▶ [SOURCE EXTRACT]
==*==

Updated on June 2, 2014

The soon-to-be banned "End zone Dance"


There just has to be a hidden chemical-reaction, or maybe a leprechaun behind a magic bush who is casting spells on our overly-paid pro-athletes that make them do strange, unexplainable body-gestures while in a football, baseball or basketball contests.

The same hidden chemical-reaction or a second-cousin of the hidden-leprechaun casting spells on the professional athletes causing them to exhibit strange, mysterious body-gestures, must have either rubbed-off on, or has found some technical avenue through average guys’ 52-inch plasma on any given “Monday Night Football,” “Saturday Major League Baseball,” and the always-festive, “National Basketball Association,” giving these writhing-sports fans with a 244-game season . . .for if you will think about it, the pro’s as well as the “Average Joe’s,” down the street who love sports exhibit the same asinine, self-promoting, bodily-celebrations when a score, a run, or basket is scored.

It’s all about a bump. Not a goose bump, a bump on the head, a bump on a log, but a regular, old-fashioned American bump—on the fist, chest, and butt.

Then you fans who are burned-out from all these bumps, we present the glorious “High Five,” an uncomplicated gesture of two or more people who stand-still or jump like kangaroo’s into the air and let their open hands meet with a “clap,” signifying a victory over their opponents.

If these gestures aren’t enough, you can have your choice of “End zone Dances,” by most overly-paid stars of the NFL. But someone with power or high-influence got the ear of the NFL Commissioner, Roger Godell, who put a stop to “needless celebrations,” as well as taunting an opponent by crazed-Amazon Native-dancing with legs opening and shutting as if they are reincarnated Flappers from the Roaring 20’s.

Yay, Roger Goddell--for your common-sense and fair-play. And for putting a halt to these childish-celebrations that mostly-lead to bloodshed and fisticuffs. Who needs these distractions anyway?

Physically-speaking, I do not feel like going into a lengthy, book-length rant about “Bumps,” “High-fives,” and “End zone Celebrations,” so here I stop my colorful introduction to a sensible, solid idea I had on the night of June 1, 2014, around midnight.

If the sports-public and wide-eyed fans have been so accepting of these “Middle School Playground Celebrations” exhibited by the athlete’s body parts, then why not take a little time to create a new wave of college and professional sports celebrations with a zing, and something to talk about that evening when the last beer is chugged?

And . . . as my contribution to putting a stop to this silliness on the field, baseball diamond and hardwood, I proudly present,

“New Bodily-Parts Celebrations Appearing in College and Professional Sports Contests."

Miami Dolphins, Ryan Tannehill, slaps the butt of wide receiver, Mike Wallace, to show his appreciation for a nice catch


The over-used "Fist Bump"

==*==

▶ [SUPPLIED DATA]
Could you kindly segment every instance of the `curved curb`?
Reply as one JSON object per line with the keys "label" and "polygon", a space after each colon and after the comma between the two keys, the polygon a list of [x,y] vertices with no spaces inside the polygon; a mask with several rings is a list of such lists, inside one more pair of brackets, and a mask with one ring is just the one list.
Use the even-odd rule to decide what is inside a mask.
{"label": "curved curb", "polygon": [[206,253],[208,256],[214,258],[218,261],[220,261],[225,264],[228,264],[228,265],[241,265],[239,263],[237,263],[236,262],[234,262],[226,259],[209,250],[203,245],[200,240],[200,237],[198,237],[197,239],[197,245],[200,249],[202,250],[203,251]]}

==*==

▶ [QUESTIONS ON THE MATERIAL]
1. Answer these from the text on sports celebrations:
(a) On what night, and around what time, did the writer have the idea?
(b) On which three parts of the body does the text say the bump is done?
(c) According to the text, what does the "High Five" signify?
2. Pick up the text on sports celebrations after its last line and keep writing it.

▶ [WRITTEN ANSWERS]
1.
(a) The night of June 1, 2014, around midnight.
(b) The fist, chest, and butt.
(c) A victory over their opponents.

2.
"Chest Bump" being practiced


A tame "End zone Dance"


See how the "High Five" has infected these young soccer players?


History being made in print

Nose-rubbing – would be a more-civil way to express a victory or points scored. And it would salute our friends, the Eskimos, who love a good pro-football, baseball, or basketball game as much as the next guy.

Military saluting – this is where the player who just scored a valuable touchdown, simply stands “at attention,” and salutes first, his teammates and coach, then the fans. What a great idea to bring back the American spirit to our sporting-events.

Choreographed Butt-Bumping – will be an instant hit. When a pro baseballer hits a grand slam and runs the bases, the other members of his team, one at a time, run backwards, jump like an antelope and bump the butt of the “Homerun Hero.” What fun.

Shin-saluting – is on the border-line of being dangerous. The pro point guard who scores the winning basket runs wide-open toward his teammates who are running wide-open as well and they all stick their right shin into the air and slam their shins together to celebrate another World Championship. Oh, there would be this stipulation: Players with weak or surgically-replaced knees are forbidden to participate in this practice.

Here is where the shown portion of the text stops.